# Selected text
☆ ☆ ☆

# White Algae or Fungus??



## Kam Sandhu (13 Dec 2014)

Hi all,

I have this growing on my java moss....




 



 

No matter how much I clean it off it grows back. Its on my wood and java moss.

I think its fungus, I've had it for weeks, its relentless.

How do I get rid off it? It doesnt grow anywhere else in the tank, only here.


----------



## PARAGUAY (13 Dec 2014)

Looks like its off the wood and your moss looks healthy maybe scrub were you can with old toothbrush on the wood .Is the wood old and well soaked previously.I think it might be harmless and go away with time


----------



## Kam Sandhu (13 Dec 2014)

PARAGUAY said:


> Looks like its off the wood and your moss looks healthy maybe scrub were you can with old toothbrush on the wood .Is the wood old and well soaked previously.I think it might be harmless and go away with time



Hi, yes the plants seem to be fine. However I have scrubbed it off countless times but always grows back by the next day. It's been like this for three weeks. Always spreading.


----------



## PARAGUAY (13 Dec 2014)

Maybe someone will come in on this Kam ,providing the wood is aquarium safe I would think as said it will disappear eventually. Looks like Oak


----------



## Kam Sandhu (13 Dec 2014)

PARAGUAY said:


> Maybe someone will come in on this Kam ,providing the wood is aquarium safe I would think as said it will disappear eventually. Looks like Oak



Hi, thanks for your input. 

The wood is manzanita.


----------



## greenmac75 (13 Dec 2014)

hi there, I occasionally get it on my new redmoor roots, just siphon off with water changes it will eventually go some pieces go quicker than others.


----------



## Jose (13 Dec 2014)

Yes its from the wood. Ive had the same thing. Keep up with water changes.


----------

☆ ☆ ☆

# Dataset rows
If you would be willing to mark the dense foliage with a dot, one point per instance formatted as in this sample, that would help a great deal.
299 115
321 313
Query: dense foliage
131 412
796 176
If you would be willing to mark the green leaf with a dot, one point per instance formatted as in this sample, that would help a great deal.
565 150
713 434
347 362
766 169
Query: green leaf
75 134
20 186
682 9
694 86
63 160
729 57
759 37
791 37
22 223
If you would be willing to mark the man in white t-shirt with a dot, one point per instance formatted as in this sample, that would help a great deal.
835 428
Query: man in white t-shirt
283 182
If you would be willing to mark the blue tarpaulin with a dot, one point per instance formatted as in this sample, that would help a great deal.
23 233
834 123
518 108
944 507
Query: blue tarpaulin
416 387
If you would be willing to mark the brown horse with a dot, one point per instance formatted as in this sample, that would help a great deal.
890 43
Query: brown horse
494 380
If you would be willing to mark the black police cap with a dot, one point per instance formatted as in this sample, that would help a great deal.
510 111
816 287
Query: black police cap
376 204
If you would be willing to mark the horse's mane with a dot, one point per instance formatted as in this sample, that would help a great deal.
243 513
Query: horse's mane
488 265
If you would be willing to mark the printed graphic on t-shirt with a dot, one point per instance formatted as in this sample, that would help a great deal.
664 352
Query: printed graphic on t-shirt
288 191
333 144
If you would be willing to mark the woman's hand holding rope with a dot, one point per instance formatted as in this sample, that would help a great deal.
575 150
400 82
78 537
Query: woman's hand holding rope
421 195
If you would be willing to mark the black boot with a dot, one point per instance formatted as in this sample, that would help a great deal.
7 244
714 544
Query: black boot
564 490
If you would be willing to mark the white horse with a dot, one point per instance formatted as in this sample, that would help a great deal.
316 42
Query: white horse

☆ ☆ ☆

# Problem set
A - According to the aquarium forum thread, what type of wood is in Kam Sandhu's tank?
B - Return the passage of the aquarium forum thread starting at "Hi, yes the" and ending at "weeks. Always spreading.".

# In response
A - Manzanita.

B -
Hi, yes the plants seem to be fine. However I have scrubbed it off countless times but always grows back by the next day. It's been like this for three weeks. Always spreading.